* [Problem requirements]
In the records below, locate the line containing "Exercise. Mark the window sill", then extract it and all following lines exactly, ending with the last line.

[Dataset records about object locations]
***

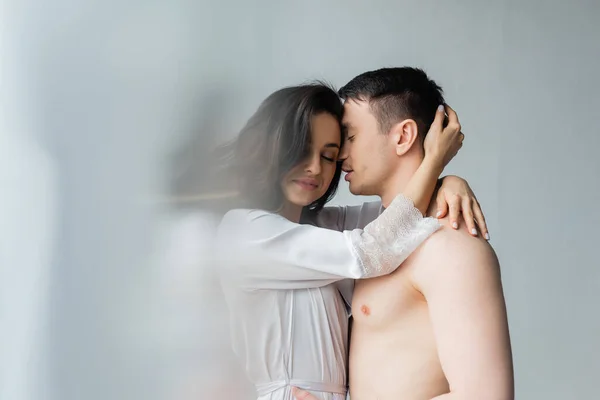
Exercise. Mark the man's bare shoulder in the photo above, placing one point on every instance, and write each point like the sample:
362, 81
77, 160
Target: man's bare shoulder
451, 252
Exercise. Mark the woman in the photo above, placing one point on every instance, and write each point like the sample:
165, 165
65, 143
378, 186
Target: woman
288, 319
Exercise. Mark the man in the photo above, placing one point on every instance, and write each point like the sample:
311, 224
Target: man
436, 328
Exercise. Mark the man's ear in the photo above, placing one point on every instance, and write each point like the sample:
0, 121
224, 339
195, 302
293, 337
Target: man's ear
404, 134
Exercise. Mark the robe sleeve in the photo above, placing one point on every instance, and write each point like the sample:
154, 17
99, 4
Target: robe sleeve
262, 250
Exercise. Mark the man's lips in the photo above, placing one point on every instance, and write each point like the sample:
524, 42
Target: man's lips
307, 183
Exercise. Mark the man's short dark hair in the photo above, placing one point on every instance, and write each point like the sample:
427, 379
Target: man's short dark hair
395, 94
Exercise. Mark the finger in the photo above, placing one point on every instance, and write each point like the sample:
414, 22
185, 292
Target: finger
300, 394
454, 204
453, 124
480, 219
442, 206
440, 115
468, 215
452, 116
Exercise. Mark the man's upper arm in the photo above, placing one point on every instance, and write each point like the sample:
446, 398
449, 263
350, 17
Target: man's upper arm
461, 282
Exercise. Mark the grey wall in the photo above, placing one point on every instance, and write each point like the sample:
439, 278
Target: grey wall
113, 88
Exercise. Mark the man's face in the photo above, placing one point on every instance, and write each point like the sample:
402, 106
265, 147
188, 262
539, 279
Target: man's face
368, 154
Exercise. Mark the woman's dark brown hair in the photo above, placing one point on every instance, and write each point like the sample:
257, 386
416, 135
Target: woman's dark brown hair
275, 139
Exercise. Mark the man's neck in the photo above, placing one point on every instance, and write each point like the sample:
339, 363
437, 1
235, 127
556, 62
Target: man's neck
396, 183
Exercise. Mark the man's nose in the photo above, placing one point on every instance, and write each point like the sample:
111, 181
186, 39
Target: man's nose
313, 164
343, 153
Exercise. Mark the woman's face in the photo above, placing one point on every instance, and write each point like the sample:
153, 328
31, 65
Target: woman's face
310, 179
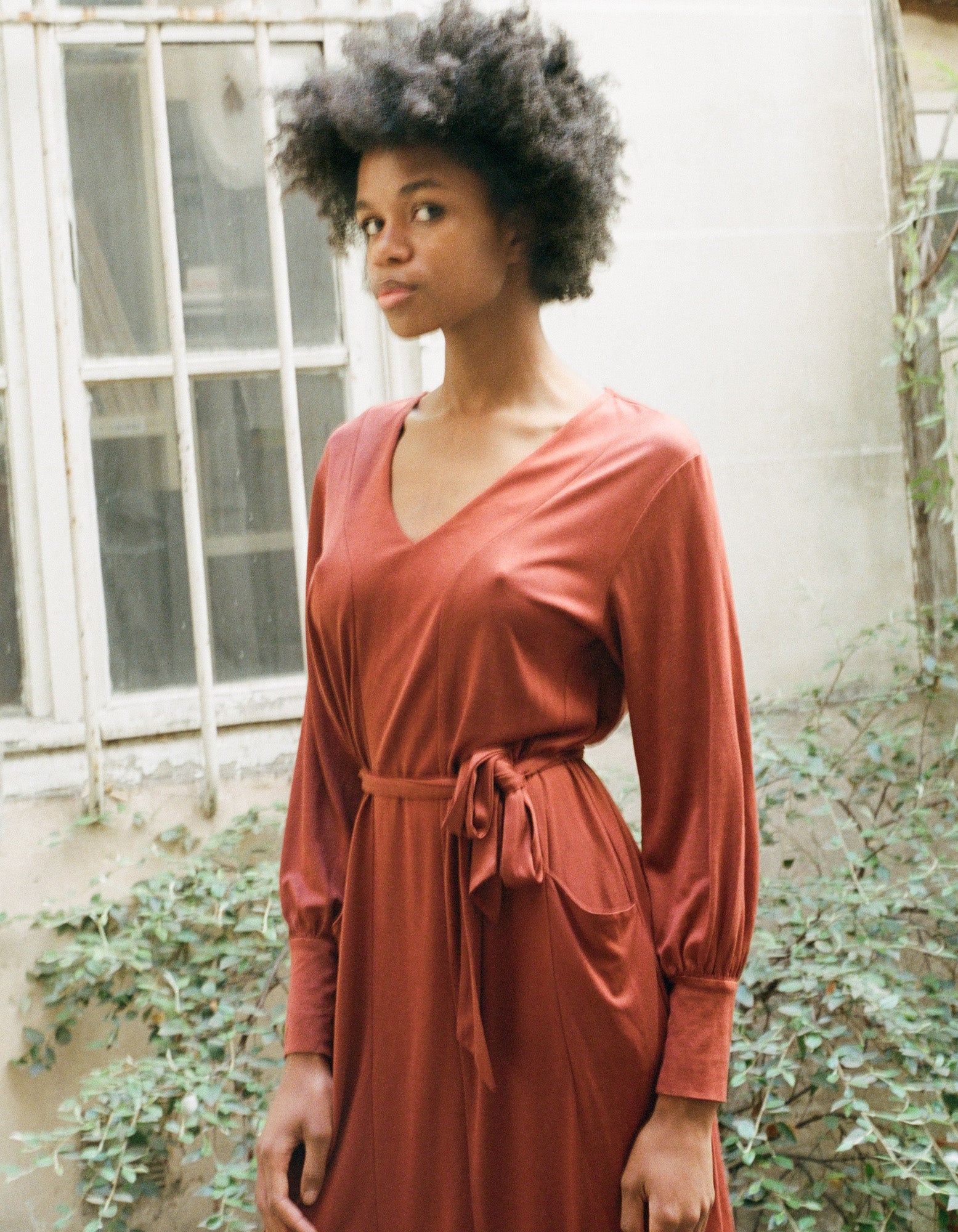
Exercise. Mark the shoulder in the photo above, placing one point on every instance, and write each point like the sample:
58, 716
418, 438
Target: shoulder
356, 439
643, 449
649, 434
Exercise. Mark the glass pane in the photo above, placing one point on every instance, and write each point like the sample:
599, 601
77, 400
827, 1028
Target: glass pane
217, 153
11, 667
115, 201
246, 529
142, 548
312, 273
322, 406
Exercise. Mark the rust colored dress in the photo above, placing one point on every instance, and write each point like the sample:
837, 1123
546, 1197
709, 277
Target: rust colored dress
499, 976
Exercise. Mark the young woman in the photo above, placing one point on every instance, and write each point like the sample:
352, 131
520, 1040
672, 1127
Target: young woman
503, 1016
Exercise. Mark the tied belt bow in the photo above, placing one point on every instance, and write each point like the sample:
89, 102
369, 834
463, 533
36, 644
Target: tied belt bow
492, 841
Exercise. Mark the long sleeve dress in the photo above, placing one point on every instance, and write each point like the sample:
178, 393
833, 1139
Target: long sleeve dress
499, 976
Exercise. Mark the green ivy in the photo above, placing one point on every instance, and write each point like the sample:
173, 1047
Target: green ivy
843, 1109
198, 954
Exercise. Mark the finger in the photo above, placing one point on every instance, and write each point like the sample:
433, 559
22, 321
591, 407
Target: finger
292, 1217
274, 1167
314, 1169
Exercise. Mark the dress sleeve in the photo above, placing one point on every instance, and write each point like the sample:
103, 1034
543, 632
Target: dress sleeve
685, 691
324, 799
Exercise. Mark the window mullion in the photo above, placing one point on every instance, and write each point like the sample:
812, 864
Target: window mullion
288, 395
192, 524
73, 403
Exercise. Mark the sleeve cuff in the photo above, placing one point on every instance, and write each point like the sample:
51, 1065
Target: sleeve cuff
699, 1039
313, 964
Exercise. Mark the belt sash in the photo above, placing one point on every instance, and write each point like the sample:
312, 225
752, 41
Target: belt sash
492, 841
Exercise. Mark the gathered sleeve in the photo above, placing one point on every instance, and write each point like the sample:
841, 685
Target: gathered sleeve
673, 612
324, 800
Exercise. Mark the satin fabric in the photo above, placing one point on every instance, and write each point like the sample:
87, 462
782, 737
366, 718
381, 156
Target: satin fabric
500, 978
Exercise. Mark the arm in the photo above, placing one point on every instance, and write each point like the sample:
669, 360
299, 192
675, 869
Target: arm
323, 803
673, 609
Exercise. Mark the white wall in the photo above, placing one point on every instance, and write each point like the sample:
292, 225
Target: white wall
750, 296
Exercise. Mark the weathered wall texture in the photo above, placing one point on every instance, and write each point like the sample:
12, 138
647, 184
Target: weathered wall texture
750, 295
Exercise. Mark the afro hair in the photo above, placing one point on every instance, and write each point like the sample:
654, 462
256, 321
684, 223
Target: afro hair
495, 93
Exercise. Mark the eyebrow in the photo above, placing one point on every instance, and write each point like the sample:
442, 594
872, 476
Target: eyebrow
405, 190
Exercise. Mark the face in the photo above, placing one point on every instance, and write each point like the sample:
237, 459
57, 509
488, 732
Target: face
436, 252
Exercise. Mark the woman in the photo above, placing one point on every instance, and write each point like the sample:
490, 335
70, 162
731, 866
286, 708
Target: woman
503, 1017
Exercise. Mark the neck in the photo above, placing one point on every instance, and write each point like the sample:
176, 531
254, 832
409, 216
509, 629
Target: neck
499, 359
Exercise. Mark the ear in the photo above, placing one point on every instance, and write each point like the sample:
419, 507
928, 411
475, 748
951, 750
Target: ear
519, 232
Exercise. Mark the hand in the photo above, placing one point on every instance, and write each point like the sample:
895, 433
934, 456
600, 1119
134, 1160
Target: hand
301, 1112
670, 1169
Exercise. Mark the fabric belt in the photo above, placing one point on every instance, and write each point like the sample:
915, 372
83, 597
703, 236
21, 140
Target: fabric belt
492, 837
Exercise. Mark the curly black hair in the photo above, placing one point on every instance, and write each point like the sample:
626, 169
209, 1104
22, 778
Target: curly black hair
495, 93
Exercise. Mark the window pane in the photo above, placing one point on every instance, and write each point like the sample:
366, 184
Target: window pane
142, 548
11, 668
322, 406
217, 153
312, 273
115, 201
246, 529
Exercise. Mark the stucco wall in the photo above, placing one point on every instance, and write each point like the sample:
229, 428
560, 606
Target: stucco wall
750, 295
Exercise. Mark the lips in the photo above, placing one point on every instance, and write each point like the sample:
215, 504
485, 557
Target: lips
393, 294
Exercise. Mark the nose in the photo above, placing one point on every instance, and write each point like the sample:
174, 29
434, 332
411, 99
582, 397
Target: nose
391, 246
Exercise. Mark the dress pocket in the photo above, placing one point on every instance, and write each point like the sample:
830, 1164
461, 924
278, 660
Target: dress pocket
604, 941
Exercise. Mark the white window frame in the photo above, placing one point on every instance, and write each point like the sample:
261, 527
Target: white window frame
63, 620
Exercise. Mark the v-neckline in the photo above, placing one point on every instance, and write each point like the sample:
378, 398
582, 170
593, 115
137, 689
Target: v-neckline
396, 431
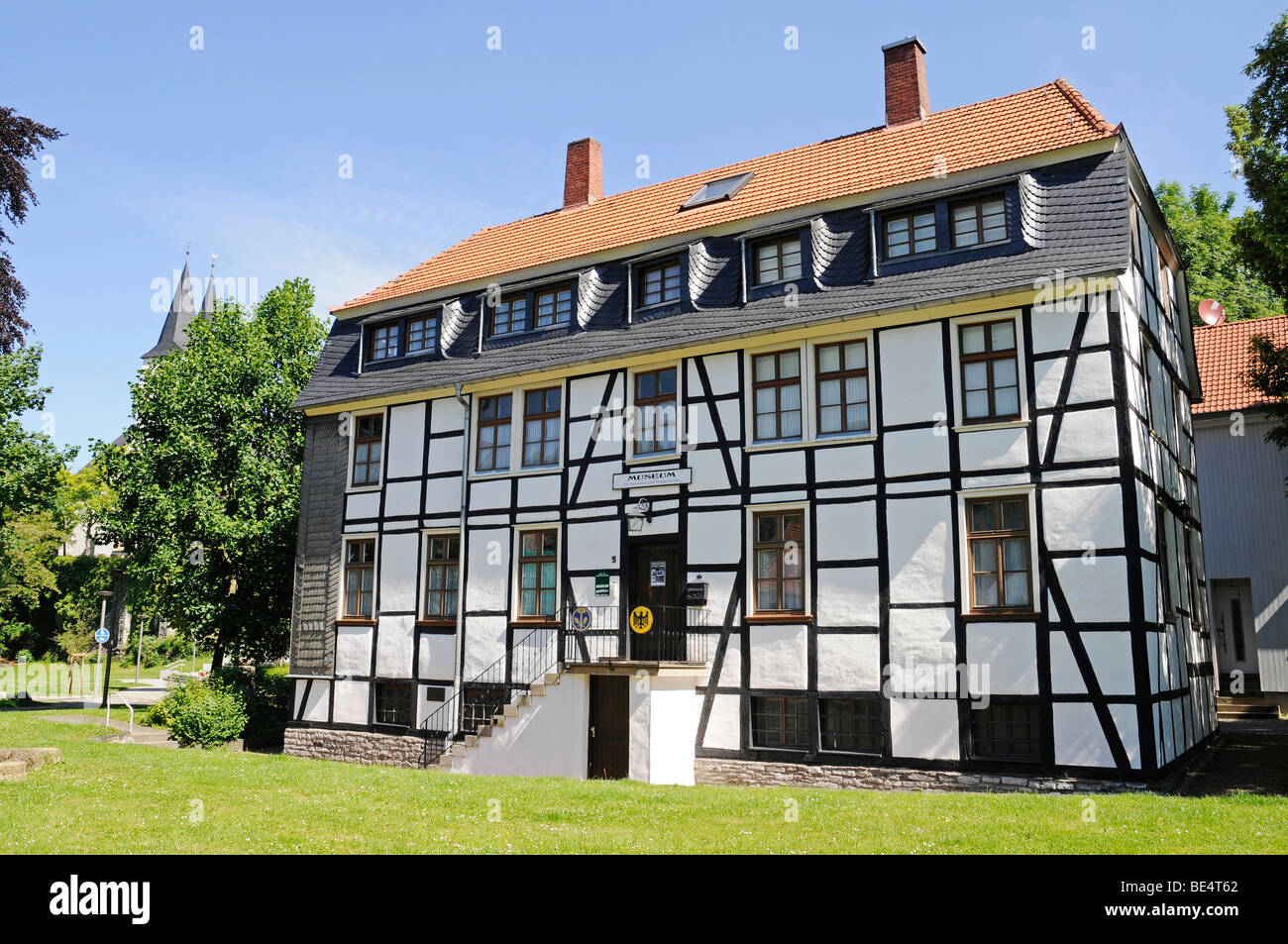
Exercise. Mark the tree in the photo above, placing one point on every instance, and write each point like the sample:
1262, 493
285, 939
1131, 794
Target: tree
21, 140
30, 471
1203, 230
209, 476
1258, 140
1267, 372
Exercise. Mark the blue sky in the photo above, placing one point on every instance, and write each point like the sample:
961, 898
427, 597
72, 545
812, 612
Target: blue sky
237, 146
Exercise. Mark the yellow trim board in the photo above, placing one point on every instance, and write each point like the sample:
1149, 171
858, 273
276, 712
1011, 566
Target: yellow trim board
906, 314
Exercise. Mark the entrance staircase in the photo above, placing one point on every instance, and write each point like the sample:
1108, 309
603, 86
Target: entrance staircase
494, 694
1244, 708
523, 700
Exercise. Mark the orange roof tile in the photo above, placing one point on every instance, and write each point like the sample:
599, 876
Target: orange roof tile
1028, 123
1223, 357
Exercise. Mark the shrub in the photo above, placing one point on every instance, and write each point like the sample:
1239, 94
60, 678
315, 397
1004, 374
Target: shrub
266, 691
206, 715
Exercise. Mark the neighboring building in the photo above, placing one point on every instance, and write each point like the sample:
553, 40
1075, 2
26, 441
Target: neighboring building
857, 423
1245, 509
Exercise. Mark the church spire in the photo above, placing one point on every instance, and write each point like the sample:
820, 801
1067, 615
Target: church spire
207, 304
174, 331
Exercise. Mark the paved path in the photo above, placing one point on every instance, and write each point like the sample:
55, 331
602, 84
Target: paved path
1247, 758
142, 734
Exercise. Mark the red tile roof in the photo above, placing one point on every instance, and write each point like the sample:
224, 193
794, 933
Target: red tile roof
1223, 356
1028, 123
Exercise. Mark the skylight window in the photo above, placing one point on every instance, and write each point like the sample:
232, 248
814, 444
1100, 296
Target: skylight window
715, 191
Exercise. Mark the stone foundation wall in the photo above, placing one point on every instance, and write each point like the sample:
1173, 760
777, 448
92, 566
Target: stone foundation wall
751, 773
356, 747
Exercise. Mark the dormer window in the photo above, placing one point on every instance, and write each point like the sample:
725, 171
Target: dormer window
554, 307
384, 342
979, 222
421, 335
910, 233
509, 316
660, 283
413, 335
778, 261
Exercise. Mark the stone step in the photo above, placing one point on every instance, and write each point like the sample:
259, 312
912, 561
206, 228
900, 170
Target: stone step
13, 771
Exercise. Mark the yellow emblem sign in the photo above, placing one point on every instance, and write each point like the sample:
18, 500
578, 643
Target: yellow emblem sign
642, 620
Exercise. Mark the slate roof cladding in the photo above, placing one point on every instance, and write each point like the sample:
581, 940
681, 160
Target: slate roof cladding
841, 248
713, 271
1223, 357
1085, 204
1026, 123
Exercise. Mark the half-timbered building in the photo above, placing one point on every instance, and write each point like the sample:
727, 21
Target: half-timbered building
872, 454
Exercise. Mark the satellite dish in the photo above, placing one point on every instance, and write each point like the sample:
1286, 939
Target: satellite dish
1211, 312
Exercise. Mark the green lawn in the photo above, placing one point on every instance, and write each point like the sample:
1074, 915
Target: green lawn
110, 797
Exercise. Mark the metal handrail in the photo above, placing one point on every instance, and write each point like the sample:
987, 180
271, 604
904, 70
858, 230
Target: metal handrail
522, 666
107, 719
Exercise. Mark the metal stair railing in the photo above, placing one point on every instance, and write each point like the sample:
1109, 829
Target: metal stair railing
485, 694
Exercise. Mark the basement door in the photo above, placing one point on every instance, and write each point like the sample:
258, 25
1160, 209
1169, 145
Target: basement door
1235, 633
609, 728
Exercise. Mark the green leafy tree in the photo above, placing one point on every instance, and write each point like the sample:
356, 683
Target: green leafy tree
1203, 230
1258, 140
207, 480
85, 498
1267, 372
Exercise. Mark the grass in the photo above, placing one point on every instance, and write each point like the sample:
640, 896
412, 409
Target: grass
104, 797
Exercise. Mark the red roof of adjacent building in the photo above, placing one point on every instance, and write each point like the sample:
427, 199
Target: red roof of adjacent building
1028, 123
1223, 356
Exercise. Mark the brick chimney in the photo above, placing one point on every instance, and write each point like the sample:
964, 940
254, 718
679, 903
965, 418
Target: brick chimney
584, 175
906, 81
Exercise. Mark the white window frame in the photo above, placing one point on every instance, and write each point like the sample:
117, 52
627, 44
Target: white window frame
750, 556
344, 570
1021, 367
516, 558
516, 416
811, 371
964, 575
774, 236
425, 535
748, 395
353, 447
681, 425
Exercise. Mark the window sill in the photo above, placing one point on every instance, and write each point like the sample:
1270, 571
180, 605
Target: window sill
1001, 424
841, 438
522, 472
769, 445
651, 458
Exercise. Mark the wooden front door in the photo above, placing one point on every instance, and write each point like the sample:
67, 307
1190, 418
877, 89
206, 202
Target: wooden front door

***

* [Finished exercise]
Exercise. Mark the window sill in the photo above, placing one point on every instance, and write each point like the sample:
1270, 571
180, 605
Target: window sill
1001, 424
841, 438
522, 472
769, 445
651, 458
Exercise. Mark the wooden front door in the photo above, placing one point on every instance, and write each point like the sample:
67, 307
1190, 418
877, 89
206, 202
Target: wooden front door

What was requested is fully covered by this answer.